▶ Collection entries:
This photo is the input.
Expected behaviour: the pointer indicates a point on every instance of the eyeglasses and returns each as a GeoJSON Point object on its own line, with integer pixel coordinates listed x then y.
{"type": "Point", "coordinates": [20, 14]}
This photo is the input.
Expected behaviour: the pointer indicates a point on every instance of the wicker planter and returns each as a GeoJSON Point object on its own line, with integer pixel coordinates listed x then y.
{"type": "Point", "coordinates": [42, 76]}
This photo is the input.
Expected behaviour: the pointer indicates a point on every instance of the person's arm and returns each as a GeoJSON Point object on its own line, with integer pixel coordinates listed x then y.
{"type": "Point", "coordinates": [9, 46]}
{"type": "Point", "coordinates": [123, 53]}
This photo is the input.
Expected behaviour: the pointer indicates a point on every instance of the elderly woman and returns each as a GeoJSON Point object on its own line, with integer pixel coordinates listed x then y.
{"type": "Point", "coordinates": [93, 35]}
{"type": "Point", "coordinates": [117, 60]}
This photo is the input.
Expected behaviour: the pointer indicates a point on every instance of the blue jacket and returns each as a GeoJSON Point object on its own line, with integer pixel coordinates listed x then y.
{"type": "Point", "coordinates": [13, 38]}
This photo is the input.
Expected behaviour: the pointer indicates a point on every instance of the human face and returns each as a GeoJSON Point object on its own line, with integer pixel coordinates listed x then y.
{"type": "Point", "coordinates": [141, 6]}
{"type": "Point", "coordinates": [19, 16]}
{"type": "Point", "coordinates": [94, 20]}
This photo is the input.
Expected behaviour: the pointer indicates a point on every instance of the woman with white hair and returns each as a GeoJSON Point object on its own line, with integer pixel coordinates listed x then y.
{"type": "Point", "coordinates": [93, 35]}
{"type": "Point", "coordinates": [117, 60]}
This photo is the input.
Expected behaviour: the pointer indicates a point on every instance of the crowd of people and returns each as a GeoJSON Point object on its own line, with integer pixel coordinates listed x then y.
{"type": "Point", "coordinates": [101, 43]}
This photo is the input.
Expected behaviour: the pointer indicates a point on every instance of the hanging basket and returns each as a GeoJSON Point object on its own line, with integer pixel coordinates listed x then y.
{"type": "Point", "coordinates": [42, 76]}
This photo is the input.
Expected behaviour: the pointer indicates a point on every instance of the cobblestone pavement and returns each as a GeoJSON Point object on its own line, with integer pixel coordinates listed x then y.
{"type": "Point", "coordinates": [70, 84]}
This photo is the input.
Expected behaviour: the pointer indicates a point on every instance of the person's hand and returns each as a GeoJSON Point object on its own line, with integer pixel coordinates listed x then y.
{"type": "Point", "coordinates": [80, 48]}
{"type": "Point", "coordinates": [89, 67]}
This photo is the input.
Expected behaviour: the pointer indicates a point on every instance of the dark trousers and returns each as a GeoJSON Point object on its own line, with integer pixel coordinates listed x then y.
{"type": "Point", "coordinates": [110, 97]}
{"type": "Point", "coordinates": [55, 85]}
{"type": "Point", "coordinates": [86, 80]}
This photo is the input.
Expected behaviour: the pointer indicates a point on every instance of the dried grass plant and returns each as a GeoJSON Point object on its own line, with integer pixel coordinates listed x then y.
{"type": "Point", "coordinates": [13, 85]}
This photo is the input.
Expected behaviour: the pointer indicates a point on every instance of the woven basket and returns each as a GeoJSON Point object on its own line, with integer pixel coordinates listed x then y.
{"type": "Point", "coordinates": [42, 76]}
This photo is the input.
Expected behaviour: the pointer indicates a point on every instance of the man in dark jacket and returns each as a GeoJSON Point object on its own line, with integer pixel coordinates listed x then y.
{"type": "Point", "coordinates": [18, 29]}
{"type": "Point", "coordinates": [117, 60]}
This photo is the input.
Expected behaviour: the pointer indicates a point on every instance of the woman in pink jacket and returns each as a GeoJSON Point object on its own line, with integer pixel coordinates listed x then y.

▶ Work instruction:
Could you restate all of the lines above without altering a single word?

▶ Response to this task:
This photo is the input.
Expected behaviour: the pointer indicates a point on every instance of the eyeglasses and returns each as a GeoJSON Point object on its own line, with integer pixel coordinates listed x then y.
{"type": "Point", "coordinates": [20, 14]}
This photo is the input.
Expected behaviour: the pointer indicates a point on every instance of the wicker planter and returns each as a GeoJSON Point object on its own line, with integer pixel coordinates listed x then y.
{"type": "Point", "coordinates": [42, 76]}
This photo is the input.
Expected behaviour: the pointer indicates a point on every instance of the person's arm and returns each as a GeoJSON Point object on its own line, with integer pixel coordinates listed x then y.
{"type": "Point", "coordinates": [9, 46]}
{"type": "Point", "coordinates": [123, 53]}
This photo is the input.
Expected behaviour: the pointer indicates a point on every instance of the elderly woman and returns each as a GeoJSON Point object on its own line, with integer pixel coordinates listed x then y.
{"type": "Point", "coordinates": [93, 35]}
{"type": "Point", "coordinates": [117, 60]}
This photo is the input.
Expected behaviour: the pointer indicates a point on every instance of the blue jacket and returns each as a GeoJSON Point object on its own line, with integer pixel coordinates listed x then y.
{"type": "Point", "coordinates": [13, 38]}
This photo is the input.
Expected behaviour: the pointer indicates a point on every instance of the human face and returns each as a GeoJSON Point object on its own line, with integer pixel coordinates listed x then y.
{"type": "Point", "coordinates": [141, 6]}
{"type": "Point", "coordinates": [19, 16]}
{"type": "Point", "coordinates": [94, 20]}
This photo is the input.
Expected behaviour: the pointer indicates a point on every instance of the woman with white hair and returns each as a GeoJSON Point object on its own line, with integer pixel coordinates listed x then y.
{"type": "Point", "coordinates": [93, 35]}
{"type": "Point", "coordinates": [117, 60]}
This photo is the input.
Expected behaviour: the pointer indicates a point on every instance of the crowd of people and returns each as a GeoJSON Point object on its own line, with integer pixel coordinates listed x then y.
{"type": "Point", "coordinates": [101, 43]}
This photo is the input.
Expected behaviour: the pointer indicates a point on every instance of the hanging basket and returns each as a GeoJSON Point object on its own line, with integer pixel coordinates listed x then y.
{"type": "Point", "coordinates": [42, 76]}
This photo is the input.
Expected behaviour: the pointer indicates a point on every instance of the cobblestone pavement and returns each as a GeoJSON Point object on its own line, with integer pixel coordinates listed x then y.
{"type": "Point", "coordinates": [70, 84]}
This photo is the input.
Expected behaviour: the pointer indicates a point on every instance of the person's hand and returns each as a GeoJSON Point object on its own line, with integer pixel coordinates listed x then y.
{"type": "Point", "coordinates": [80, 48]}
{"type": "Point", "coordinates": [89, 67]}
This photo is the input.
Expected behaviour: the pointer indicates a point on every instance of the dark trousers and returns each as a GeoJSON Point object on its own line, with integer pixel coordinates listed x then y.
{"type": "Point", "coordinates": [110, 97]}
{"type": "Point", "coordinates": [55, 85]}
{"type": "Point", "coordinates": [86, 80]}
This photo is the input.
Expected behaviour: the pointer indicates a point on every instance of the dried grass plant and returns each as a GeoJSON Point object on its own line, with integer pixel coordinates listed x then y.
{"type": "Point", "coordinates": [13, 85]}
This photo is the input.
Expected behaviour: the pointer indicates a point on every instance of the woven basket and returns each as a GeoJSON Point object on its own line, with integer pixel coordinates listed x then y.
{"type": "Point", "coordinates": [42, 76]}
This photo is the input.
Expected behaviour: the pointer indicates a point on every instance of the man in dark jacket and returns each as a GeoJSON Point object on its own line, with integer pixel coordinates listed x then y.
{"type": "Point", "coordinates": [18, 29]}
{"type": "Point", "coordinates": [117, 60]}
This photo is the input.
Expected behaviour: the pointer indicates a point on every instance of the woman in pink jacket and returns each as a GeoJSON Point object on its own line, with integer pixel coordinates listed x then y.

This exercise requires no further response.